_Work to complete:_
A) In the text about Floyd Mayweather, what is named as his hometown?
B) Reproduce the text about Floyd Mayweather from "There are nearly" up to and including "Grand Rapids, Mich.", word for word.

_Text to read:_
------------------------------------------------------------

Venturing into your ex-girlfriend's house unannounced as she sleeps is never a good idea.

Unfortunately, not everyone knows that.

There are nearly seven billion people on the face of the Earth, but no one can tell Floyd "Money" Mayweather what is right and what is wrong because Money doesn't seem to have a soul with which anyone can communicate and money can't buy one. So he rambles along endlessly, on a path of destruction set in stone years ago in his hometown of Grand Rapids, Mich.

In better times, Mayweather was considered one of the best boxers of his generation. A cerebral sort who prided his pugilistic craft on the aspect of hitting without getting hit, but becoming a championship boxer was never enough for the flamboyant fighter because he was expected to become a champion all along.

Therein lies the problem.

From a young age Mayweather was conditioned to do one thing; box. He was taught how to punch before he was taught how to walk and since then, has been whored out by numerous men who never considered the well-being of the child their actions were molding. First and foremost, his father Floyd Sr., and uncle Roger Mayweather did the damage, more recently Bob Arum from Top Rank promotions, and Ross Greenburg from HBO Sports, have taken the liberty of exploiting his abilities.

The only thing that mattered to these men was that Money could fill the voids that consumed their respective lives, now he has to pay the price.

------------------------------------------------------------

_Available data:_
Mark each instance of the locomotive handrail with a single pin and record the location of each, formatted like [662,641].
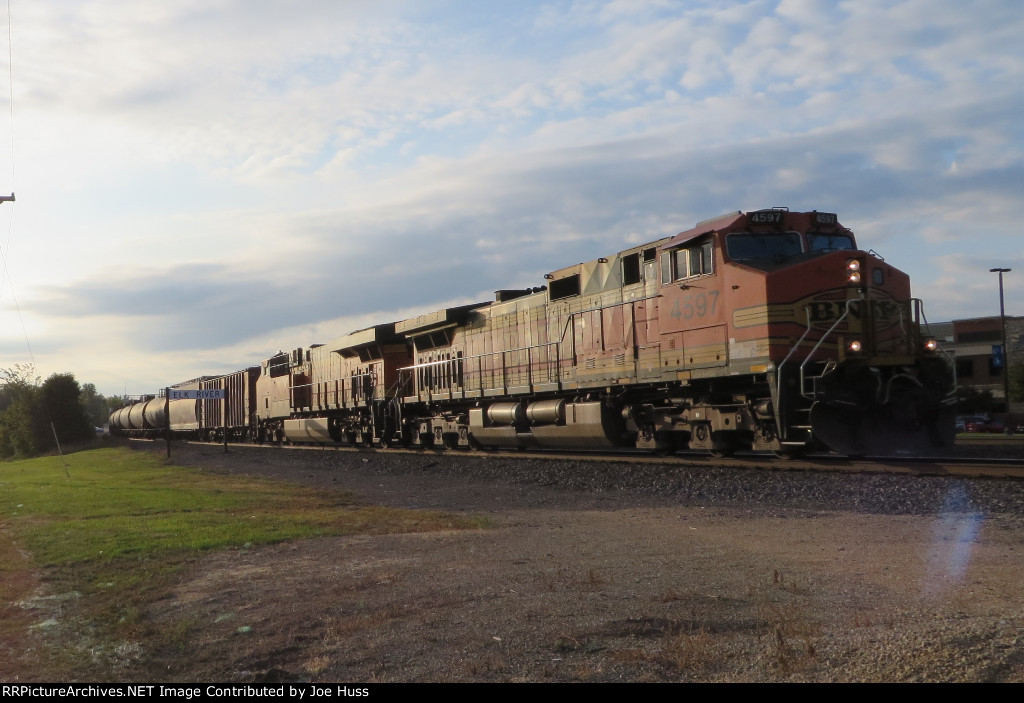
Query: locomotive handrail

------------------------------------------------------------

_Solutions per task:_
A) Grand Rapids, Mich.

B)
There are nearly seven billion people on the face of the Earth, but no one can tell Floyd "Money" Mayweather what is right and what is wrong because Money doesn't seem to have a soul with which anyone can communicate and money can't buy one. So he rambles along endlessly, on a path of destruction set in stone years ago in his hometown of Grand Rapids, Mich.